Problem description
Read the data below. Every line holding the string "with" must be copied.

------------------------------------------------

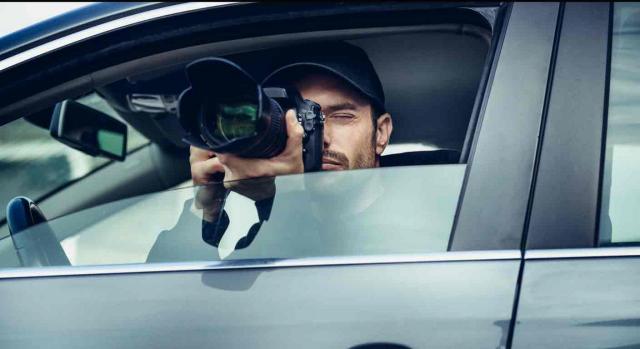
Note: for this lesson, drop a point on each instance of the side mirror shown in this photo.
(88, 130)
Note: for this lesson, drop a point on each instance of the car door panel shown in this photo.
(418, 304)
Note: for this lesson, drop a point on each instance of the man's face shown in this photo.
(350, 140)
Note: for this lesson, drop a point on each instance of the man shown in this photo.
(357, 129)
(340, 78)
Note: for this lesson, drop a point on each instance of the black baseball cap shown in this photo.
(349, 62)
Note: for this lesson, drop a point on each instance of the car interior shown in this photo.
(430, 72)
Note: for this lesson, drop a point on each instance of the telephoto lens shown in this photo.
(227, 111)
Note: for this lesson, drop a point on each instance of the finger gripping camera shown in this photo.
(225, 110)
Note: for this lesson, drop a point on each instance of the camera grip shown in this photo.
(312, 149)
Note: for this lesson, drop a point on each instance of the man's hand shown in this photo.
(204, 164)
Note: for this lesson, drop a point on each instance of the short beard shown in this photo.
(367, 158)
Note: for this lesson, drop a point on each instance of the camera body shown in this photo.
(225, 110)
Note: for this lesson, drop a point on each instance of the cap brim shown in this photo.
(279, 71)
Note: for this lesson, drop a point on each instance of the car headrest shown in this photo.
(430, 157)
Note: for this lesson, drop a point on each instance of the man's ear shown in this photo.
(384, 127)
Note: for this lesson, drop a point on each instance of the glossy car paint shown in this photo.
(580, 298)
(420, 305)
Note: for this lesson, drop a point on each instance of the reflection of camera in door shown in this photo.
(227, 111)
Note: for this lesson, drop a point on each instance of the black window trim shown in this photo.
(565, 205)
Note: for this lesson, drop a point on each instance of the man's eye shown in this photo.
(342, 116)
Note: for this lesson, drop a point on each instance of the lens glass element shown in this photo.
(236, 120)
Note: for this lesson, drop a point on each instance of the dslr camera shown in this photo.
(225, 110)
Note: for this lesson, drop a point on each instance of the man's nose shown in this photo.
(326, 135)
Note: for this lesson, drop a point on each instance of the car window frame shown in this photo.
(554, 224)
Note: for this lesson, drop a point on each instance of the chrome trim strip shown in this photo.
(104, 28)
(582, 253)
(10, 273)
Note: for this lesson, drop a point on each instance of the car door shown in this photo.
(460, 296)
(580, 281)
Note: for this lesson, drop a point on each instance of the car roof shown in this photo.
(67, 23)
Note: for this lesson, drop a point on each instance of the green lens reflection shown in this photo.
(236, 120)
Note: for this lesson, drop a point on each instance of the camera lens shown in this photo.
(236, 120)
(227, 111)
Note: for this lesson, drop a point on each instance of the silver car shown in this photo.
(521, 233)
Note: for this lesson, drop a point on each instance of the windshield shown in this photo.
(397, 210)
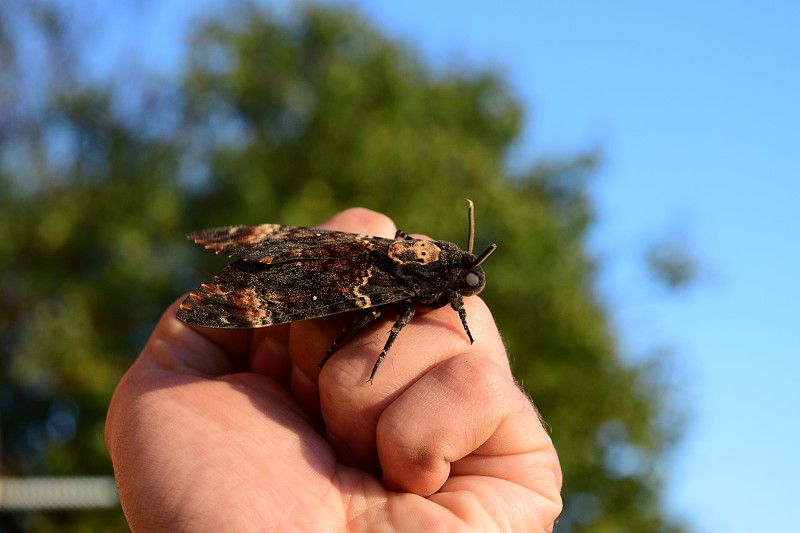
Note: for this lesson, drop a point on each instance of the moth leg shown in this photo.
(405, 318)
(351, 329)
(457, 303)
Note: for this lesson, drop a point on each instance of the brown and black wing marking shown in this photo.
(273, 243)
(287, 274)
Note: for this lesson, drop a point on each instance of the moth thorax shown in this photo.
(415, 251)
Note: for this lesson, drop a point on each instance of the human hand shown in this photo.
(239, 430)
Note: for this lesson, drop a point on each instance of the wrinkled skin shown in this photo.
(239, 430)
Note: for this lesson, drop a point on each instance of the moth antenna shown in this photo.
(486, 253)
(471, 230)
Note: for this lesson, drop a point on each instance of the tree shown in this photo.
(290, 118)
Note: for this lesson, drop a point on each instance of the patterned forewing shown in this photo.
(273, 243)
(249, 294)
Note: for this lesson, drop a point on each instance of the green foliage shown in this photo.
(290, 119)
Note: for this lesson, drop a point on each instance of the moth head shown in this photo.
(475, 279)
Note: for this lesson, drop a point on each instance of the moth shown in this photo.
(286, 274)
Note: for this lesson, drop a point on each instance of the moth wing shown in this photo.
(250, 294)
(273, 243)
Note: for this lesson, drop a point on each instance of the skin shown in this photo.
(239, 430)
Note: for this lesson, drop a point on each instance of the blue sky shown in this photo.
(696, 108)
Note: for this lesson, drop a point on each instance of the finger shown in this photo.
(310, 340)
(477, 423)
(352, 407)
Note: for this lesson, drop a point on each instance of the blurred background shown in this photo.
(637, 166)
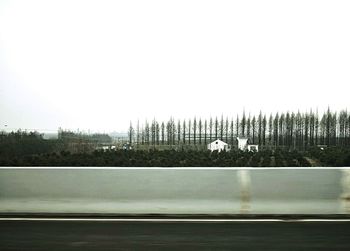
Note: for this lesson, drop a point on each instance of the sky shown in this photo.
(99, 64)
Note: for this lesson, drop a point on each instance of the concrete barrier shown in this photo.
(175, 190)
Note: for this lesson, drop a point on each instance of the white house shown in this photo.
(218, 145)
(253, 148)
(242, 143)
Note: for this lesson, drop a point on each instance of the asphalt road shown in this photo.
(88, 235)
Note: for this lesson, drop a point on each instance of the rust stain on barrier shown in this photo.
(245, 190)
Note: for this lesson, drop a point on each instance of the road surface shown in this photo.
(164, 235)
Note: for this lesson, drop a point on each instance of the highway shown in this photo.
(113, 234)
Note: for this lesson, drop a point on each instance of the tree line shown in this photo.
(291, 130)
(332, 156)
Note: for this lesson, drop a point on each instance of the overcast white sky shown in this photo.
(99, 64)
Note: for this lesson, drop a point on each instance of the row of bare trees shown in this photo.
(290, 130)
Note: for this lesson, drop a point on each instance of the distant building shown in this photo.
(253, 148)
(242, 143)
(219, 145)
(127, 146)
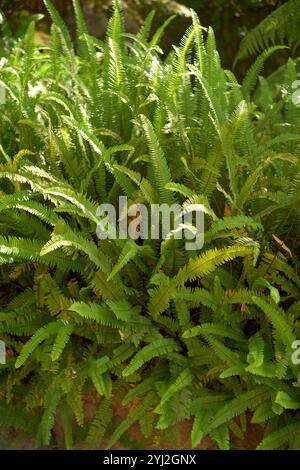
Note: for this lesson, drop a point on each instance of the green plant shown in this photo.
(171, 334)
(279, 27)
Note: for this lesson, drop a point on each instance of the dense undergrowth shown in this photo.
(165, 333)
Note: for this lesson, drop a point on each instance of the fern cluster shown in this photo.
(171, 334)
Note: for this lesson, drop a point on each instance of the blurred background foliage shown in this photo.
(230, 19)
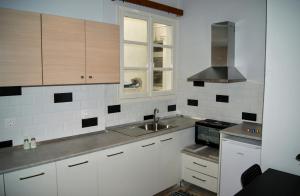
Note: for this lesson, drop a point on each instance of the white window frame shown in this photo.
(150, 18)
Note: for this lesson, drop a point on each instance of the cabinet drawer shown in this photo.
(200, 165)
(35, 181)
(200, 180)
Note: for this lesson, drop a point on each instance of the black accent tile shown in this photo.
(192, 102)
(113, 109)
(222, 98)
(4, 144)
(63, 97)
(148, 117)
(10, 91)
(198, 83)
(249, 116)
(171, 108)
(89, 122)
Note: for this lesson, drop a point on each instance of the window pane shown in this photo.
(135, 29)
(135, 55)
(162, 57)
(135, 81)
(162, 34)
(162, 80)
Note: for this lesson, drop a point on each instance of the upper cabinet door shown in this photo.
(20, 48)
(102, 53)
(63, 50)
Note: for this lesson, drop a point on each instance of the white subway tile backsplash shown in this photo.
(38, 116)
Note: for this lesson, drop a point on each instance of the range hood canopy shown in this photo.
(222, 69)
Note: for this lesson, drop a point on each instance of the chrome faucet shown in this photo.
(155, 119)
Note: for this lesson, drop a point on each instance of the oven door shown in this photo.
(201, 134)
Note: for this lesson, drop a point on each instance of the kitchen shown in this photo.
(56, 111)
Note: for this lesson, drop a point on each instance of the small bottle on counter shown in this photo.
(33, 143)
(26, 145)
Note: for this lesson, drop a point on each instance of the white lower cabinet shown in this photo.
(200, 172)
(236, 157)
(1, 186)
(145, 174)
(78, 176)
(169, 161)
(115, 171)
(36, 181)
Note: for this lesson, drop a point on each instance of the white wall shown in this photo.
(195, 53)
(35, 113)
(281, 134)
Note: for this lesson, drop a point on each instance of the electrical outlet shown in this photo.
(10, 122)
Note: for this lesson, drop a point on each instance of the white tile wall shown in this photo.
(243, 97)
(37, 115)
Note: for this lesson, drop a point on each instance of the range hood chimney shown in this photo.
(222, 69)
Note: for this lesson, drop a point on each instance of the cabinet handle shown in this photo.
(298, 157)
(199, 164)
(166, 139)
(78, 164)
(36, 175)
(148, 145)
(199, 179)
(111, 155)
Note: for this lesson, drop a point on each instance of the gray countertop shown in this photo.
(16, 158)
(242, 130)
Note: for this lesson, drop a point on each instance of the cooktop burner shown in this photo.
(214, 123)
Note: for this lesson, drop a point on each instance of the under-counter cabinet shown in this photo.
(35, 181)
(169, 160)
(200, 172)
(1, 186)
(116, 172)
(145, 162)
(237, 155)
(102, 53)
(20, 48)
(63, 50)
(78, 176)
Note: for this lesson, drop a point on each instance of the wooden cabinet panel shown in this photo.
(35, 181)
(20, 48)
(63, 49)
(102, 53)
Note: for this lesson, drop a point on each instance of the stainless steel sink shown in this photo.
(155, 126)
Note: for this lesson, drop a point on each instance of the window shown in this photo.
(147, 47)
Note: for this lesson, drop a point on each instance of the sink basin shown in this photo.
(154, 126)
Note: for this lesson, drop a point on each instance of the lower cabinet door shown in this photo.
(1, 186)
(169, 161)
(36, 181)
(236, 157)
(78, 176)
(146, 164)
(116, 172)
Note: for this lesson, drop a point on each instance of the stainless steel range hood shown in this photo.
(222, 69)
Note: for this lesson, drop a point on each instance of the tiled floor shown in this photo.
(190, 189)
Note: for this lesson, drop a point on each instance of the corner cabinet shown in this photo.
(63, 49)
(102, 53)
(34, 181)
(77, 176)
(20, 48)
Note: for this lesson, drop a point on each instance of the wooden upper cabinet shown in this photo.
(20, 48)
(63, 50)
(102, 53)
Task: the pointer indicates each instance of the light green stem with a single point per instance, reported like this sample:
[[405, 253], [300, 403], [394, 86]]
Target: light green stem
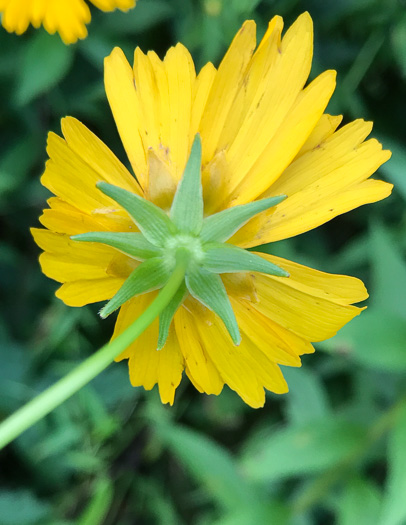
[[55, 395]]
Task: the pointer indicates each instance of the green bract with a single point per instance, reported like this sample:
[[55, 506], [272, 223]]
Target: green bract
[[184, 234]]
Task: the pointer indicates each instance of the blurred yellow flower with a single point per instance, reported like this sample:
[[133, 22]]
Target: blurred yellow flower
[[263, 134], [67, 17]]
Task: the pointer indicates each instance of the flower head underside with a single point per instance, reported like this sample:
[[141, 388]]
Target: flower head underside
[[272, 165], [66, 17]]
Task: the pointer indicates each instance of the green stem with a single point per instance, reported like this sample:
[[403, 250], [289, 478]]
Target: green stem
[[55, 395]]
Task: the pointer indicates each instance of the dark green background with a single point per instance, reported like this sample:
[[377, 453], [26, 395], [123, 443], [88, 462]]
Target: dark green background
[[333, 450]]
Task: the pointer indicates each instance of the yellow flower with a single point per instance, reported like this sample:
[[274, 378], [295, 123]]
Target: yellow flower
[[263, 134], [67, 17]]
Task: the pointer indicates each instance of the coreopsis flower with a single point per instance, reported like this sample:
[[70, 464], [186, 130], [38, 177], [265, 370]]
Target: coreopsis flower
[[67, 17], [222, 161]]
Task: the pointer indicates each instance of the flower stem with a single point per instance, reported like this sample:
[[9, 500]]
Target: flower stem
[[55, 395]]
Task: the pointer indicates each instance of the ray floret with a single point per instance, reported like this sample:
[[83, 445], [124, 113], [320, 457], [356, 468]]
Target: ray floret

------------------------------------------------

Task solution
Task: the pointer indicates each instance of the light green stem with a single point per instance, reported like this sample:
Task: the pointer indicates each instance of the green bract with a single point per instance, reported like this sample:
Task: the pointer indicates each instance of the blurred yellow flower with a single point per instance, reported like this sample:
Task: the pointer indicates each instance of the flower head underside with a single point per instance, reported like this sample:
Task: the pointer indicates each instance of the green stem with a single point per instance, reported like this sample:
Task: the pointer indicates each instance of the dark green background with a single point per instance, reported like this sample:
Task: the pointer indicates each instance of the yellow flower with a single point per instance, reported like this sample:
Task: the pointer indicates each instance of the coreopsis flower with a single point per instance, reported like this sample:
Task: the pointer indicates each instance of the flower stem with a single point per instance, reported like this sample:
Task: the pointer indicates each instance of the ray floret with a single point per instance, reported like this sample:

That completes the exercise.